## Your objective
Reproduce each of the entries below word for word, without any changes.

## Stored items
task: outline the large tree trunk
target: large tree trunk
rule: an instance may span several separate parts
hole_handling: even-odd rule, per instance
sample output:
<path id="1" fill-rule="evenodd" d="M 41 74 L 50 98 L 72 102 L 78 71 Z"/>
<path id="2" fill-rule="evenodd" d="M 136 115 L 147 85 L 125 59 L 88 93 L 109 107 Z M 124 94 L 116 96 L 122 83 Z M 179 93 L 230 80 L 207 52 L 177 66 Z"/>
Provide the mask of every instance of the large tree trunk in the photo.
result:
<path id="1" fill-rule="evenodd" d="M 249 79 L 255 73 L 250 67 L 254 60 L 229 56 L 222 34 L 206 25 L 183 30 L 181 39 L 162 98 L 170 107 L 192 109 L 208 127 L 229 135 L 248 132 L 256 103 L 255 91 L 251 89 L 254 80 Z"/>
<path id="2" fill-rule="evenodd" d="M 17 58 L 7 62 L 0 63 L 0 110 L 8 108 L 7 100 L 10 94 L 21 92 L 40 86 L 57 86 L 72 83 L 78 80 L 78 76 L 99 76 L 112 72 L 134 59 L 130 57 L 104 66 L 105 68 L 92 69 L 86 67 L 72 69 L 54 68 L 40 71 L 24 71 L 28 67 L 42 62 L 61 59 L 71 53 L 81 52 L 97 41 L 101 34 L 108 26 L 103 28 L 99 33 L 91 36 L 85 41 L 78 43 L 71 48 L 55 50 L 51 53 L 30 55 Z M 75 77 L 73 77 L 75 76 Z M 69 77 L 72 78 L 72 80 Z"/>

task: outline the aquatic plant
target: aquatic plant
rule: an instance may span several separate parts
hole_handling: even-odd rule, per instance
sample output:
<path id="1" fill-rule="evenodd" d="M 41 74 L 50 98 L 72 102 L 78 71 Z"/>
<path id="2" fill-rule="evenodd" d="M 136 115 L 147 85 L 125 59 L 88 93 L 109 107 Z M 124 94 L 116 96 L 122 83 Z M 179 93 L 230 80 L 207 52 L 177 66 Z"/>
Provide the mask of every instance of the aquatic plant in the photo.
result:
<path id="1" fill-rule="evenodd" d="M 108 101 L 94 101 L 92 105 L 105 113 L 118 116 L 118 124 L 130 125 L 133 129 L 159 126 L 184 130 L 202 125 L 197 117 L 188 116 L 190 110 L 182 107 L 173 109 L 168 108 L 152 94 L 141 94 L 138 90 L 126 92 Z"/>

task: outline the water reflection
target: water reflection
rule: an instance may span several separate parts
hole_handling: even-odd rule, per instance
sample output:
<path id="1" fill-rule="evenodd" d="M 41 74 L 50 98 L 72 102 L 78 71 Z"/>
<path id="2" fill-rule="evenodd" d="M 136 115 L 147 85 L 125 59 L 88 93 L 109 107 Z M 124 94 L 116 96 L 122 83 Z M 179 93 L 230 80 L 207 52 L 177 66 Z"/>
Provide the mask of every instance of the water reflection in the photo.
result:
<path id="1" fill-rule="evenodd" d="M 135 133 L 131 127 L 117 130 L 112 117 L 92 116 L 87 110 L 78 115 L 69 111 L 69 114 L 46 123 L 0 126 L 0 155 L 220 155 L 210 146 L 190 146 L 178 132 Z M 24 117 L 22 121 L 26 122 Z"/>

## Written solution
task: outline the large tree trunk
target: large tree trunk
rule: an instance may span several separate parts
hole_handling: even-odd rule, per instance
sample output:
<path id="1" fill-rule="evenodd" d="M 41 74 L 50 98 L 72 102 L 78 71 Z"/>
<path id="2" fill-rule="evenodd" d="M 136 115 L 147 85 L 125 59 L 88 93 L 109 107 Z M 124 94 L 116 96 L 122 83 Z M 179 93 L 230 80 L 207 52 L 177 66 Z"/>
Provide the mask of every instance of the large tree trunk in the photo.
result:
<path id="1" fill-rule="evenodd" d="M 249 79 L 255 73 L 250 67 L 254 60 L 229 56 L 222 34 L 206 25 L 183 30 L 181 39 L 162 98 L 170 107 L 192 109 L 208 127 L 229 135 L 248 132 L 256 103 L 255 91 L 251 89 L 254 80 Z"/>
<path id="2" fill-rule="evenodd" d="M 17 58 L 7 62 L 0 63 L 0 110 L 8 108 L 7 100 L 10 94 L 21 92 L 40 86 L 57 86 L 72 83 L 78 80 L 78 76 L 99 76 L 112 72 L 134 59 L 130 57 L 104 66 L 105 68 L 92 69 L 86 67 L 72 69 L 54 68 L 40 71 L 24 71 L 28 67 L 42 62 L 61 59 L 71 53 L 81 52 L 97 41 L 101 34 L 108 26 L 103 28 L 99 33 L 91 36 L 85 41 L 78 43 L 71 48 L 55 50 L 51 53 L 30 55 Z M 75 77 L 73 77 L 75 76 Z M 69 77 L 72 78 L 72 80 Z"/>

task: outline the aquatic plant
target: aquatic plant
rule: an instance may span several separate parts
hole_handling: even-odd rule, per instance
sample output:
<path id="1" fill-rule="evenodd" d="M 41 74 L 50 98 L 72 102 L 78 71 Z"/>
<path id="2" fill-rule="evenodd" d="M 136 115 L 147 85 L 125 59 L 88 93 L 109 107 Z M 124 94 L 116 96 L 122 83 Z M 179 93 L 230 80 L 207 52 L 177 66 Z"/>
Provide the mask of every instance of the aquatic plant in the photo.
result:
<path id="1" fill-rule="evenodd" d="M 108 101 L 94 101 L 92 105 L 105 113 L 118 116 L 118 124 L 130 125 L 133 129 L 159 126 L 184 130 L 202 125 L 197 117 L 188 116 L 190 110 L 182 107 L 173 109 L 168 108 L 152 94 L 141 94 L 138 90 L 126 92 Z"/>

task: outline the water reflection
target: water reflection
rule: an instance may span several separate parts
hole_handling: even-odd rule, per instance
sample output:
<path id="1" fill-rule="evenodd" d="M 41 74 L 50 98 L 72 102 L 78 71 Z"/>
<path id="2" fill-rule="evenodd" d="M 136 115 L 147 85 L 125 59 L 88 93 L 109 107 Z M 124 94 L 116 96 L 122 83 Z M 179 93 L 230 80 L 207 52 L 177 66 Z"/>
Provide the mask of every instance of the water reflection in the photo.
result:
<path id="1" fill-rule="evenodd" d="M 135 133 L 131 127 L 117 130 L 112 117 L 92 116 L 87 110 L 78 115 L 69 111 L 69 114 L 46 123 L 0 126 L 0 155 L 220 155 L 210 146 L 190 146 L 178 132 Z M 24 117 L 22 121 L 26 122 Z"/>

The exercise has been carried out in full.